Data for the task.
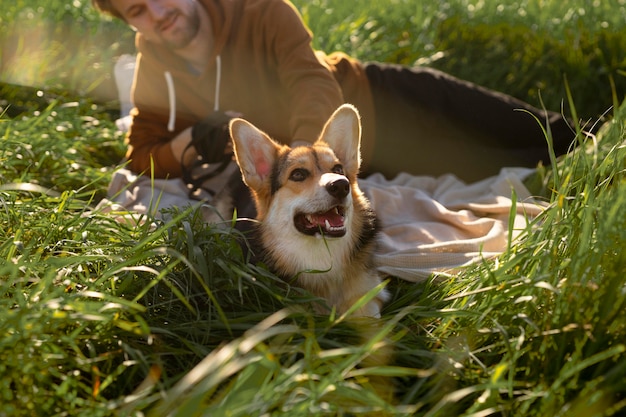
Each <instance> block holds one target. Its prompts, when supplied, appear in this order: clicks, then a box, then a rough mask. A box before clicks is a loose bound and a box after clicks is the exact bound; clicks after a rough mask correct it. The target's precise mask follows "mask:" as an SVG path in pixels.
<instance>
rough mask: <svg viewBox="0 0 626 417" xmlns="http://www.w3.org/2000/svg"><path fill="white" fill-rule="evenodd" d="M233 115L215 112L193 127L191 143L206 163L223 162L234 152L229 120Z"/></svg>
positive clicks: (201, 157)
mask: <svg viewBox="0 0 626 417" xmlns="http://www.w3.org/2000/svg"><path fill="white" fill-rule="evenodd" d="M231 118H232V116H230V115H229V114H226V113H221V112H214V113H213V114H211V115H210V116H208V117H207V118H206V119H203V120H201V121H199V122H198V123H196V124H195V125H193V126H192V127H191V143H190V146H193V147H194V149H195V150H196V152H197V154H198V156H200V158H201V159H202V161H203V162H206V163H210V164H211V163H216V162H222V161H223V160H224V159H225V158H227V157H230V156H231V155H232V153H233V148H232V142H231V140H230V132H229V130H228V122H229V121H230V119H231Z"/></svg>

What the exercise asks.
Write out every line of the records above as a numbered list, skipping blank lines and leaving the pictures out.

The completed task.
1. Each <instance> block holds one target. Its prompts, when supplied, appear in this order: clicks, then a box, then a rough mask. A box before clicks is a loose bound and a box after clicks is the exact bound; clicks after a rough mask correct it. The target's precise mask follows "mask:" as an SVG path in pixels.
2. <instance>
3. rough mask: <svg viewBox="0 0 626 417" xmlns="http://www.w3.org/2000/svg"><path fill="white" fill-rule="evenodd" d="M233 115L215 112L193 127L191 143L206 163L223 162L234 152L229 120Z"/></svg>
4. positive clicks: (201, 157)
5. mask: <svg viewBox="0 0 626 417" xmlns="http://www.w3.org/2000/svg"><path fill="white" fill-rule="evenodd" d="M231 118H232V116H230V115H229V114H226V113H221V112H214V113H213V114H211V115H210V116H208V117H207V118H206V119H203V120H201V121H199V122H198V123H196V124H195V125H193V126H192V127H191V143H190V146H193V147H194V149H195V150H196V152H197V154H198V156H200V158H201V159H202V161H203V162H206V163H210V164H211V163H216V162H222V161H223V160H224V159H225V158H227V157H230V156H231V155H232V153H233V148H232V142H231V140H230V132H229V130H228V122H229V121H230V119H231Z"/></svg>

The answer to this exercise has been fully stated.